Stored records:
----------------

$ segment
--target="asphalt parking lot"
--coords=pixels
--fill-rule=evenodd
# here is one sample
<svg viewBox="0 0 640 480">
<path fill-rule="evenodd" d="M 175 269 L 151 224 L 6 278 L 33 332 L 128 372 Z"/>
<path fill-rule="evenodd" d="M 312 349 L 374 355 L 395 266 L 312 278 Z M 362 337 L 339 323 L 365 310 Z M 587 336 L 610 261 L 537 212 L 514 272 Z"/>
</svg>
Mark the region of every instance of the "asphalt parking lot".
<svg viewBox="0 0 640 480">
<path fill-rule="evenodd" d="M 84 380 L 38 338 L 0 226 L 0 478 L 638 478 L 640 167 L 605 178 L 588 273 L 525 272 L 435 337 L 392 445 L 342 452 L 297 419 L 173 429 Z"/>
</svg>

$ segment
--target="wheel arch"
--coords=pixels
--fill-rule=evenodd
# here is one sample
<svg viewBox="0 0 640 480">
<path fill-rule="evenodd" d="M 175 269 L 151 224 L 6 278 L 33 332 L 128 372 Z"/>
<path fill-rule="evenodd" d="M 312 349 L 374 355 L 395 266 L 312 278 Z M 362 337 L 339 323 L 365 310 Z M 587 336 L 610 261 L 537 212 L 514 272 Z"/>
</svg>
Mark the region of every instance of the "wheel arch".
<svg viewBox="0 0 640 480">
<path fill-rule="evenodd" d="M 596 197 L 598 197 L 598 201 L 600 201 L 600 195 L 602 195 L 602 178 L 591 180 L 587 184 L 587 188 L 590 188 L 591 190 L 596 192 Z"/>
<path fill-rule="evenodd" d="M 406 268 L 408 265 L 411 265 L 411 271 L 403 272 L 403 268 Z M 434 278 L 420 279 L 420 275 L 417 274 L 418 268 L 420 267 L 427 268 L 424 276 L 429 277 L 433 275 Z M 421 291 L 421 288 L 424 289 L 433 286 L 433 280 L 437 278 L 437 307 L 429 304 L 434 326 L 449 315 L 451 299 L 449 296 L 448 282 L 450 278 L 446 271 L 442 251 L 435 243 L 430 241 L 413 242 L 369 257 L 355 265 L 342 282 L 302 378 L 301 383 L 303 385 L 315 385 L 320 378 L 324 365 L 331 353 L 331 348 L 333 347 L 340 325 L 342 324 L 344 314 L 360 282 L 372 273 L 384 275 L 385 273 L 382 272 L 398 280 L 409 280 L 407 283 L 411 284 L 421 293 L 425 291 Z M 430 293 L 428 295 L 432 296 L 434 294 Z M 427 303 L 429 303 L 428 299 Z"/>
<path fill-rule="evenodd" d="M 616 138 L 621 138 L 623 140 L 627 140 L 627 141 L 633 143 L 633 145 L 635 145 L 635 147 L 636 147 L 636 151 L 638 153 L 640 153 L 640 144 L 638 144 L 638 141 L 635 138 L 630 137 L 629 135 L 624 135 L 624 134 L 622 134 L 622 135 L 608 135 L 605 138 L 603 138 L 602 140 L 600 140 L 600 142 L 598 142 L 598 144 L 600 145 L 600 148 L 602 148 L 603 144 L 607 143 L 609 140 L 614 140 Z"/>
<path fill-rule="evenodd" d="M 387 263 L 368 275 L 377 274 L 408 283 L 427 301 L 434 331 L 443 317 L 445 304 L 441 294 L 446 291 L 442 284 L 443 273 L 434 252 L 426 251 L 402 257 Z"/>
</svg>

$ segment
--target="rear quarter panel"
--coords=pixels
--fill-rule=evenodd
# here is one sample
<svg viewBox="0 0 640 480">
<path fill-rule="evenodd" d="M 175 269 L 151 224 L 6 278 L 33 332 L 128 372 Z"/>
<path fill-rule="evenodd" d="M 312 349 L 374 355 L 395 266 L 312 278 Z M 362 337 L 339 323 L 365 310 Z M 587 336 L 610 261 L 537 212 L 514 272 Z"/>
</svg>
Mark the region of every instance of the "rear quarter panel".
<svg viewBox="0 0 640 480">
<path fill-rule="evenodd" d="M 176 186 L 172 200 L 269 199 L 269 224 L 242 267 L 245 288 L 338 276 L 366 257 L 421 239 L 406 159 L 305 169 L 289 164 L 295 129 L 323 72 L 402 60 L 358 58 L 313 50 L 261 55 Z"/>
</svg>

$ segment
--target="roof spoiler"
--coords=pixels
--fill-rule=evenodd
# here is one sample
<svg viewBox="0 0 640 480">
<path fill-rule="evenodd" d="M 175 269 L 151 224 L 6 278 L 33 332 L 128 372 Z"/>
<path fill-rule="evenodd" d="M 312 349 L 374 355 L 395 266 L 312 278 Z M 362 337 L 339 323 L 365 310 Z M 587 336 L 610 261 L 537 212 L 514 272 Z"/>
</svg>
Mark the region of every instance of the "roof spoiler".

----------------

▶ Task goal:
Using the records, report how many lines contain the word "target", adding no other text.

▶ Solution for this exercise:
4